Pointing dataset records
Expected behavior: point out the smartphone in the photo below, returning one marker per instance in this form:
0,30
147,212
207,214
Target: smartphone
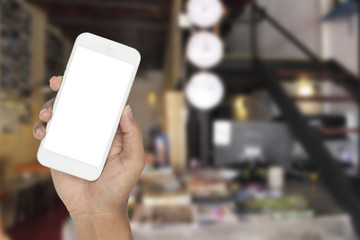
88,106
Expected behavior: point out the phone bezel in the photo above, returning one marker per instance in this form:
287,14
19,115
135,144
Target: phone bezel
110,48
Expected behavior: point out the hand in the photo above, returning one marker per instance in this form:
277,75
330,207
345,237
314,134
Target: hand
102,202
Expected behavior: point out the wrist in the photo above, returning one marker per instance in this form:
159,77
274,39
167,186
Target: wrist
103,225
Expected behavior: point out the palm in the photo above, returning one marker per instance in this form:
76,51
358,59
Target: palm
115,177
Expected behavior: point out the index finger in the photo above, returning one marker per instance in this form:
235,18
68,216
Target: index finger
55,83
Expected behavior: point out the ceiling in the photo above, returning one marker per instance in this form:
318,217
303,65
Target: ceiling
142,24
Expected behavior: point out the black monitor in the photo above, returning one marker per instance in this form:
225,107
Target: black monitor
239,142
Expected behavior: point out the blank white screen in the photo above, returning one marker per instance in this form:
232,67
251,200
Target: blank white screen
91,97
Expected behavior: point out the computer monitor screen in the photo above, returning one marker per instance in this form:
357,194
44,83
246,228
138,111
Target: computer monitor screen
240,142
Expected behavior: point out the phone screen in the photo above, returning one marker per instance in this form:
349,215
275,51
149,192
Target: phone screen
86,112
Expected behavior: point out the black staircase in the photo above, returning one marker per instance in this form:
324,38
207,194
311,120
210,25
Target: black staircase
334,178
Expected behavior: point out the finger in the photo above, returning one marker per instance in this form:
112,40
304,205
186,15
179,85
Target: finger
131,133
46,112
39,130
55,83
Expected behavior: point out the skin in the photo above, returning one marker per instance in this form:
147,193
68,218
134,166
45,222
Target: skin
99,208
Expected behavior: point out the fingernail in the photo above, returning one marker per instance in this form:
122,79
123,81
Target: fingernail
38,131
42,110
128,109
51,79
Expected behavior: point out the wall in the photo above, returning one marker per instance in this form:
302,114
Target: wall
299,17
341,39
146,115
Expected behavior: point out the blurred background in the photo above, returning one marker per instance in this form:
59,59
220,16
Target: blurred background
249,111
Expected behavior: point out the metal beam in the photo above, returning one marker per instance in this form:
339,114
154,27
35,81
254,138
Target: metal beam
334,178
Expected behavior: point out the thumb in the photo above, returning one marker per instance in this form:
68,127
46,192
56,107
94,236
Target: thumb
131,133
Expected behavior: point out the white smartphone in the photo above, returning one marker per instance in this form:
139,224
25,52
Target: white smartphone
88,106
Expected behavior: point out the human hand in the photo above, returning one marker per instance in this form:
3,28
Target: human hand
102,202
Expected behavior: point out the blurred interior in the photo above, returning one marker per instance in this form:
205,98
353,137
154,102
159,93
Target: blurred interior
249,112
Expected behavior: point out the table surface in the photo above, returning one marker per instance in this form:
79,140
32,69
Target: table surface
323,228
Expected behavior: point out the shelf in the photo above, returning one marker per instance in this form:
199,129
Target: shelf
324,99
339,131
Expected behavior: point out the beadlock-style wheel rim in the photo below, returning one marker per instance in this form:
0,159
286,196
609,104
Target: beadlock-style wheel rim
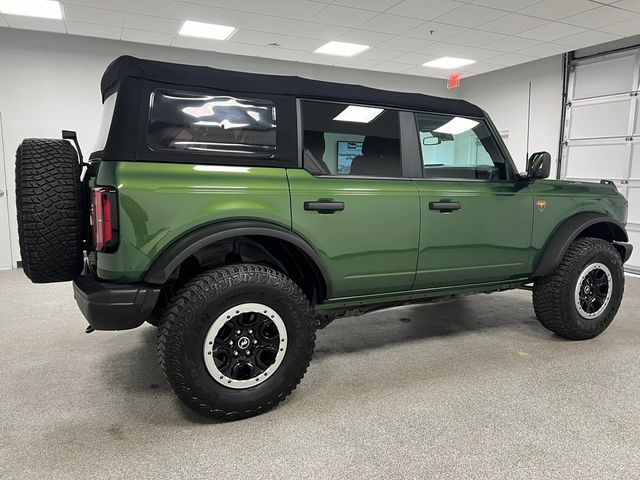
245,345
593,290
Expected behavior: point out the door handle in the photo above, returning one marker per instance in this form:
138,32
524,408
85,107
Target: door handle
321,206
445,206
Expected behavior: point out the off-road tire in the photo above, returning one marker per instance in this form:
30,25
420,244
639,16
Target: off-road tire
51,223
554,295
192,311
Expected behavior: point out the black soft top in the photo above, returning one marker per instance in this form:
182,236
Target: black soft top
207,77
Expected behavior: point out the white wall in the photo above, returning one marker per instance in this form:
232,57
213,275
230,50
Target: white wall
50,82
503,94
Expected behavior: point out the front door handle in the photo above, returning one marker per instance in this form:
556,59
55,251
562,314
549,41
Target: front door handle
324,206
445,206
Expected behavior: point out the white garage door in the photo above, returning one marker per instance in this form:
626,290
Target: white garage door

AIM OF THE EXERCISE: Your copy should match the records word for word, with the pictures removed.

RESPONSE TO THE EXERCISE:
Expected behavior: point out the smartphone in the photo below, returning one marker per instance in this form:
0,30
147,212
207,214
Target: smartphone
88,106
Expected behavior: point out the phone bezel in the photo above, returning one marker per instance in this form:
287,14
19,115
135,144
Target: phone bezel
110,48
Expected behavior: point out the hand in the photo above, returning one marker per instance in this form:
277,75
330,207
345,237
314,134
Target: hand
102,202
Expected behavior: point out the wrist in the photo above, returning one marker per instance in this form:
159,77
274,39
167,186
Target: wrist
103,225
Expected behavior: point out the palm in the photo above, returning one marker per instance in this form:
76,51
358,59
Target: palm
115,177
Expected behavior: point out the index finger in the photo above, returning one marker per instance in this form:
235,18
68,216
Target: index finger
55,83
Expected behavior: point out the ceiling in the photo above, returning one marker per instance in this form:
318,217
303,65
Target: ceiling
142,24
Expected behavior: point out the black monitor in the photo above, returning one marker per instance in this form:
225,107
Target: black monitor
239,142
Expected behavior: point out the blank white screen in the photo above, returning one marker per instance in this form:
232,67
251,200
Target: blank white screen
91,97
Expected behavior: point out the computer monitor screen in the photo above, returning one marker per instance in this form:
357,194
44,83
246,228
138,111
Target: computer monitor screen
240,142
Expected behavior: point out the phone screen in the photo above, returning one marker per instance in this form:
349,215
275,51
149,192
Target: phone screen
86,112
Expected behavior: point out the black staircase in the photo above, returning one marker per instance in this form:
324,38
207,194
311,120
210,25
Target: black staircase
334,178
Expected behavior: point out the finger in the photo above, returning one marker per instance in this form:
112,40
304,205
186,15
179,85
Target: finger
131,133
46,112
39,130
55,83
Expected behavior: point out the skin in the photo above, returning one marker per instance in this form:
147,193
68,218
134,166
45,222
Target: skin
99,208
Expected behavior: point out the fingernail in the photo above, returning one marker per instance in this form:
122,79
123,81
Target: fingernail
38,131
42,110
128,109
51,79
Expected behavior: point out the wall in the photo above, returning one marker per instance in this form:
302,114
Target: wall
299,17
341,39
146,115
Expected behavior: point out the blurred background in the photo above, returning one marker per instance in this form:
59,59
220,16
Target: blurred background
249,111
Expected behavior: point out the metal beam in the photo above, returning one marker per instance in this form:
339,114
154,27
35,81
254,138
Target: metal beam
334,178
Expected behavior: point out the thumb in the photo above, returning one marker per instance in this form:
68,127
46,192
56,107
94,236
Target: thumb
131,133
Expected behavior: point out the white smartphone in the photo above, returning one marker per instance in this form:
139,224
25,52
Target: white smartphone
88,106
Expected behavior: point out the human hand in the photo above, returning one marker per instance in this form:
3,28
Target: human hand
102,202
Expected behavior: point out the blurred interior in the photo above, returning one marker per instance in this form:
205,98
353,137
154,102
159,93
Target: blurred interior
249,112
Expected behavior: point out the table surface in the photo above, returning one marker per instance in this form:
79,140
32,69
Target: table surface
323,228
Expected behavior: point out the shelf in the photo above, returning one marker per instance in this form:
199,129
Target: shelf
324,99
339,131
Expected behavior: point out the beadlock-style wheel rim in the photo below, returning one marker per instance in this form:
0,159
286,196
609,104
Target: beadlock-style wheel rim
245,345
593,290
Expected behavior: point out the door handle in the photo above, returning one marker per instance in this form:
138,32
524,408
85,107
Target: door handle
321,206
445,206
Expected behavior: point out the off-road tire in the photo above, returning one marker per instance in this form:
30,25
420,244
639,16
Target: off-road tire
51,223
554,295
192,311
Expected behavior: point out the black soft top in the photo above, returning one marker per instance in this form:
182,236
Target: black soft top
207,77
Expected behavior: point out the white wall in the photo above, returning one marker per instance in this form:
232,57
213,275
230,50
Target: white wall
50,82
503,94
Expected behavior: point out the front door handle in the photo above, returning one marker per instance in this form:
556,59
55,251
562,314
549,41
Target: front door handle
324,206
445,206
Expected behavior: point out the white garage door in the photo above, returning one marker per instance in this form:
626,290
Target: white garage door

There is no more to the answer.